## TASK
Transcribe each entry below exactly. Pictures do not go in the copy.

------ EXERCISE INPUT ------

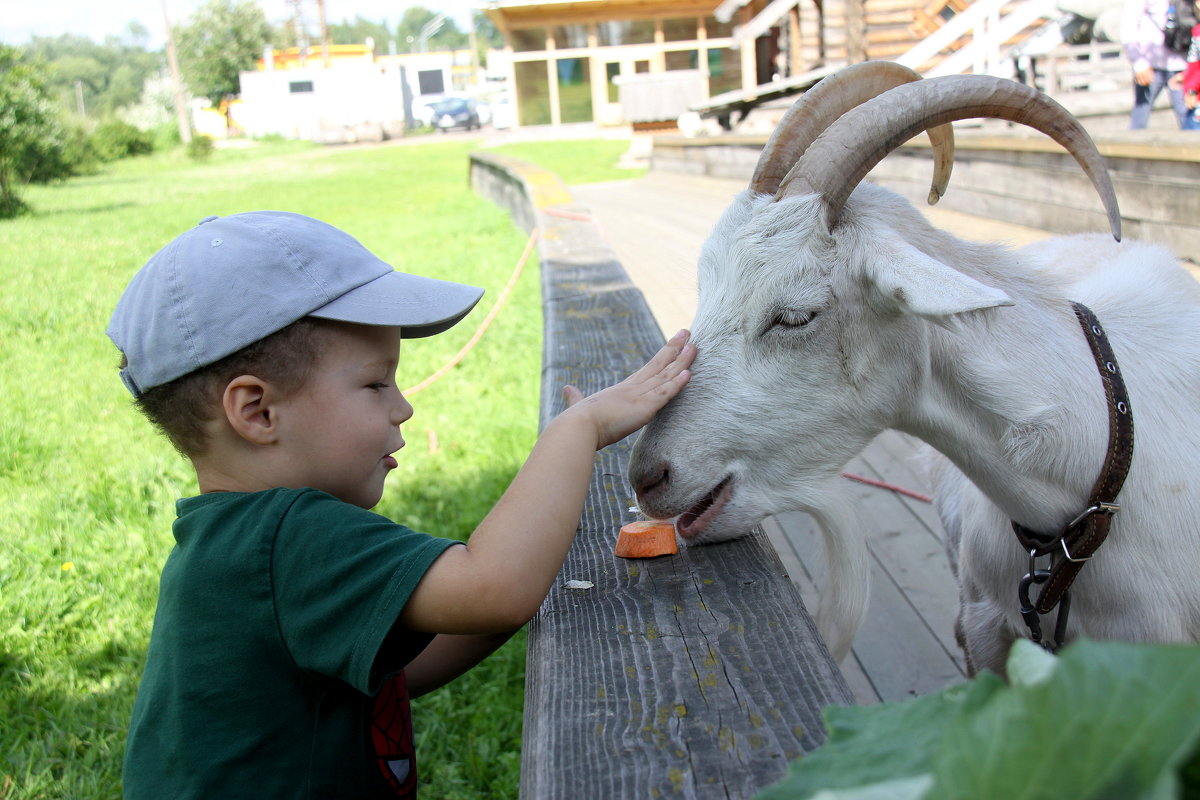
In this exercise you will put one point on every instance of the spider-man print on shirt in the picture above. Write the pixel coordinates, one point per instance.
(391, 737)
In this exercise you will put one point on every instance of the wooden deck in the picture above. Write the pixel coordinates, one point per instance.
(655, 226)
(699, 675)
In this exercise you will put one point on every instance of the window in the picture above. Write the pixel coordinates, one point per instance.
(533, 92)
(568, 36)
(431, 82)
(681, 30)
(724, 70)
(528, 40)
(625, 31)
(611, 71)
(682, 59)
(574, 90)
(714, 29)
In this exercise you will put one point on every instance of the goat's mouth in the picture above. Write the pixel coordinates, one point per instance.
(694, 521)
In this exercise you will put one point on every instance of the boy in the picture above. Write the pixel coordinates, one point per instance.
(293, 623)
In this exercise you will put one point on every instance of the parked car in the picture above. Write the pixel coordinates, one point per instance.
(455, 113)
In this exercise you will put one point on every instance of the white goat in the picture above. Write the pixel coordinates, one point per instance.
(829, 311)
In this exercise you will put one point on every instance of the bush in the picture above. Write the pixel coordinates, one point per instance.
(118, 139)
(201, 148)
(166, 136)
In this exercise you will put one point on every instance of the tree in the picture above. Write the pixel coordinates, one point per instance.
(101, 78)
(29, 127)
(447, 36)
(219, 41)
(487, 35)
(357, 32)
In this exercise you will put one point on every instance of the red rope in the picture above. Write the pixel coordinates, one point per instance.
(483, 326)
(891, 487)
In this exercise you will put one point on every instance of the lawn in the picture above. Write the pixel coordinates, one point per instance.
(89, 488)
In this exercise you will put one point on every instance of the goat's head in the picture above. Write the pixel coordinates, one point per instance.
(816, 296)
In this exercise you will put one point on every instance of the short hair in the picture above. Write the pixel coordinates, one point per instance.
(181, 408)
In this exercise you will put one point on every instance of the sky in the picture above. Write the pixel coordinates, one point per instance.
(22, 19)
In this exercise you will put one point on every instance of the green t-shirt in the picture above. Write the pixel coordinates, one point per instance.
(275, 665)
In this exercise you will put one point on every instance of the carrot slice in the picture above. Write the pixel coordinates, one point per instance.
(647, 539)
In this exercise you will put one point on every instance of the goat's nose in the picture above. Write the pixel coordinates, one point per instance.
(649, 479)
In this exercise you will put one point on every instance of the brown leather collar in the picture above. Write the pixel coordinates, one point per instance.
(1085, 534)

------

## TASK RESULT
In this exercise you will put one point on every instance of the spider-man print on shirt in the picture above. Write the pixel coordinates, one point per instance.
(391, 737)
In this exercise you will put one point on every instance of the wooden deck in the picture above. Write the pixel coordinates, one point per instance.
(655, 226)
(699, 675)
In this exercise you will put one point on every instance of the window in the picture above. Write the pixel coordinates, one point per instance.
(533, 92)
(568, 36)
(431, 82)
(681, 30)
(724, 70)
(528, 40)
(625, 31)
(611, 71)
(682, 59)
(574, 90)
(714, 29)
In this exercise you will put one point on every instance of the goat's mouth in the picture above. Write the pixel coordinates, one point per instance.
(694, 521)
In this exercise you will put one point on every instance of the boy in the picture above. Write the pixel coordinates, one point per instance.
(293, 623)
In this exercise you will put one point on every instance of the parked car in the picture above. Write the pixel coordinates, one point per instance.
(455, 113)
In this exercise you will put one point on every instance of the white goat in the picture above. Write the pixel coordinates, one point per instance.
(829, 311)
In this exercise you will put one point on every instance of the bush in the picture above. Write the pixel coordinates, one point per instance.
(118, 139)
(201, 148)
(166, 136)
In this exercise you will put one point on every instance of the tree in the picture above. Write the pixel coordinates, one point per instance.
(101, 78)
(29, 127)
(447, 36)
(219, 41)
(487, 35)
(357, 32)
In this exercise you will put one point on every instance of the red rope in the picture above. Write the pixel coordinates, one point per instance.
(483, 326)
(891, 487)
In this exercise you will put one point on every instance of the lawn in the picture above. Write the pixel coordinates, one point per instance.
(89, 488)
In this exercise you will put one point on every instance of the goat's head in the picture above. Write the pixel coordinates, one point per instance.
(816, 296)
In this exercise you will put one point on every instance of the short hair in the picture above. Write the pixel coordinates, one point per instance.
(181, 408)
In this exercise you will put one point on every instance of the sky in the picture above. Write the pixel coordinates, one point per instance.
(22, 19)
In this exercise you will put one point on every instance of the green t-shirt in the picture above. Write the pixel coordinates, one point per instance.
(275, 665)
In this exercise you will put one point on every instance of the carrot slice in the picture above. Write the pixel coordinates, one point per instance.
(647, 539)
In this exercise you will put one point on every instance of the goat's nose in the picture above. Write the pixel coordinates, one point per instance.
(649, 479)
In this exercise you will put one point on every instance of the brown leather collar in the picture above. Write the pixel coordinates, one point per instance.
(1085, 534)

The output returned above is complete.